[Problem requirements]
Please format the lines from the first one through the line containing "86L56 73L86 43L120", both included, as a JSON list of strings with one string per line and blank lines omitted.
#####
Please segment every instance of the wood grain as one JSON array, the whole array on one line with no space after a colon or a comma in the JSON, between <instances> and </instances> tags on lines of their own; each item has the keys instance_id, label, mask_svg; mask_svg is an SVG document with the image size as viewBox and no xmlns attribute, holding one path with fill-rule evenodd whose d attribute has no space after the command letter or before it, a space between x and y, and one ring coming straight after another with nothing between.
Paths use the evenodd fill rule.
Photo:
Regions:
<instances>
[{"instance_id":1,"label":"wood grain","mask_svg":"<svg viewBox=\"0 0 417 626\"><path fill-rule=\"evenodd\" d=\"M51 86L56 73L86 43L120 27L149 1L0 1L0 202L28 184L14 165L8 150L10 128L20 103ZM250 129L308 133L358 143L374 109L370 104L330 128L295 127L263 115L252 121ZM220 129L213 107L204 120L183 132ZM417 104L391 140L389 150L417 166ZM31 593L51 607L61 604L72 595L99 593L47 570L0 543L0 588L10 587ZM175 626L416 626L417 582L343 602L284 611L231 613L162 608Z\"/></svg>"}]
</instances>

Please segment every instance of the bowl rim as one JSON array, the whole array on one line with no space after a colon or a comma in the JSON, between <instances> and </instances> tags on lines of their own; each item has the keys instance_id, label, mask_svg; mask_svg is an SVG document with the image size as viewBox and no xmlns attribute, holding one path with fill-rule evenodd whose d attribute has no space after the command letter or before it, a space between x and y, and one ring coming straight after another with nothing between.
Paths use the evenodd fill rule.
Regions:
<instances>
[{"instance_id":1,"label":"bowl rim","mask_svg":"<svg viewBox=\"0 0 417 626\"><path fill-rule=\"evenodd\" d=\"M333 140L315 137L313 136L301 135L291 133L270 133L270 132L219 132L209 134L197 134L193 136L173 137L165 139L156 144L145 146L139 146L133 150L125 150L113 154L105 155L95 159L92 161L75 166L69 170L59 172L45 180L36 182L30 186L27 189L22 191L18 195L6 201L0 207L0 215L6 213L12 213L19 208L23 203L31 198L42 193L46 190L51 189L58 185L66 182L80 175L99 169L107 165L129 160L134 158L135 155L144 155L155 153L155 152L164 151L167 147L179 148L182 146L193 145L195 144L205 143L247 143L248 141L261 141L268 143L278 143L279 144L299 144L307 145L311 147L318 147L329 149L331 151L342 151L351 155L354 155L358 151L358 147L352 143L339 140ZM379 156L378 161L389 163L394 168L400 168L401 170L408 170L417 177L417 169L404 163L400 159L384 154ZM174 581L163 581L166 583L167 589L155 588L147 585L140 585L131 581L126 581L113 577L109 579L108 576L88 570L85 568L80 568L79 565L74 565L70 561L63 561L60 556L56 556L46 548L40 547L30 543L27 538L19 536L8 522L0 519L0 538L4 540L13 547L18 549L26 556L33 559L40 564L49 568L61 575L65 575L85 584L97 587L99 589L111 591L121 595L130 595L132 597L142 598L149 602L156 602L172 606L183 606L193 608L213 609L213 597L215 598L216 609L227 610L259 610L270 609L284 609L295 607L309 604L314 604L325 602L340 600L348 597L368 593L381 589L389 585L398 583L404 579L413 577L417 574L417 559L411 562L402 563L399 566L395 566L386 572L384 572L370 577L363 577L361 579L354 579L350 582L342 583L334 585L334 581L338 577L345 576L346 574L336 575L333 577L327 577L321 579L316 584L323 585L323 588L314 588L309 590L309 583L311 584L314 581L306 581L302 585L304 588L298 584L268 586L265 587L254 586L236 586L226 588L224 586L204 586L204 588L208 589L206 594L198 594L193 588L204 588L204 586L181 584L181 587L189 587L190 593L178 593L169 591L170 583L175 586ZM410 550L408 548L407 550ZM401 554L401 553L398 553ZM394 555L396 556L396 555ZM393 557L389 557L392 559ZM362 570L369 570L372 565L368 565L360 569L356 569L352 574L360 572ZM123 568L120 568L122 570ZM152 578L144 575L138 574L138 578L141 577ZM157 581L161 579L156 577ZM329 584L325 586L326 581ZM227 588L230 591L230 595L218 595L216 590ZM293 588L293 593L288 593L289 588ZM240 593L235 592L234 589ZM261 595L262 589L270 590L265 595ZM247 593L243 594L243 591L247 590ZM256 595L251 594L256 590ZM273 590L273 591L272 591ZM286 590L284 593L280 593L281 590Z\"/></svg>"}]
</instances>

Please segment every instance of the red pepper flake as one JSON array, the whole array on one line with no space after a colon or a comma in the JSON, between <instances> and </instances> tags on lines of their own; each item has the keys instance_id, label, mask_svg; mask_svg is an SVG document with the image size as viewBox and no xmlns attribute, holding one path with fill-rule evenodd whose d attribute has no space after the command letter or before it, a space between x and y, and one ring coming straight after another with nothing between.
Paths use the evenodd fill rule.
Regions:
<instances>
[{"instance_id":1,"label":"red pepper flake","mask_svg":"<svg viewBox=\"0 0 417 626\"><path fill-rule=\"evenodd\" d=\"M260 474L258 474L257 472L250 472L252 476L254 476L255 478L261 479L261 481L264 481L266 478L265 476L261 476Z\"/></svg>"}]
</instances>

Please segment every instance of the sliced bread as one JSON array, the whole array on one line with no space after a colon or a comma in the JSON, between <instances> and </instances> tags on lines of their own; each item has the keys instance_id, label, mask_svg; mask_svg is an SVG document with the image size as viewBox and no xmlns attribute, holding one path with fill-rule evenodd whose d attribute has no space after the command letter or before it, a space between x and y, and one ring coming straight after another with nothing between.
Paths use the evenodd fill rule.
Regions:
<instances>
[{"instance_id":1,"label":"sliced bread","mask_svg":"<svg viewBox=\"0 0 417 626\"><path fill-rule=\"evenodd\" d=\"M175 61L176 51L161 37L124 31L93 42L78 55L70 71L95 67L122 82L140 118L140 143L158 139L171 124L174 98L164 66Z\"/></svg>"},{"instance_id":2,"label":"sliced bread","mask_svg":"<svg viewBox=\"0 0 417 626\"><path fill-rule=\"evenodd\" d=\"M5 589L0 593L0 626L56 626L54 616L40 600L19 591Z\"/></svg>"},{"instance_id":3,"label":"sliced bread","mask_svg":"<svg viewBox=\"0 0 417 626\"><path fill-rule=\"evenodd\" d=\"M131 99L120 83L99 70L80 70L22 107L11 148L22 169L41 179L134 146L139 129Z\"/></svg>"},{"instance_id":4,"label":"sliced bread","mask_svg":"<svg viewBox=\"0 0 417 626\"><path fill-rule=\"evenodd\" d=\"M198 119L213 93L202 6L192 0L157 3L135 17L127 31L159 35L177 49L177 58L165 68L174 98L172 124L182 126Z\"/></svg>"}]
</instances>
#####
[Expected answer]
[
  "Please segment every instance of the wood grain as one JSON array, the whole array on one line with no space after a colon or a comma in the JSON, between <instances> and </instances> tags on lines of their own; each item has the keys instance_id, label, mask_svg; mask_svg is an SVG document with the image size as viewBox and no xmlns attribute, holding one path with fill-rule evenodd whose d attribute has no space after the command letter or before it, a space between x and y, and one ring coming straight after another with nothing between.",
  "Paths use the evenodd fill rule.",
  "Photo:",
  "Regions:",
  "<instances>",
  "[{\"instance_id\":1,\"label\":\"wood grain\",\"mask_svg\":\"<svg viewBox=\\\"0 0 417 626\\\"><path fill-rule=\\\"evenodd\\\" d=\\\"M51 86L56 73L86 43L120 27L149 1L0 1L0 202L28 184L14 165L8 150L10 128L20 103ZM250 129L308 133L358 143L374 109L370 104L330 128L295 127L263 115L252 121ZM220 129L213 107L204 120L183 132ZM417 104L391 140L389 150L417 166ZM31 593L51 607L61 604L72 595L99 593L47 570L0 543L0 588L10 587ZM175 626L416 626L417 582L343 602L284 611L231 613L162 608Z\\\"/></svg>\"}]"
]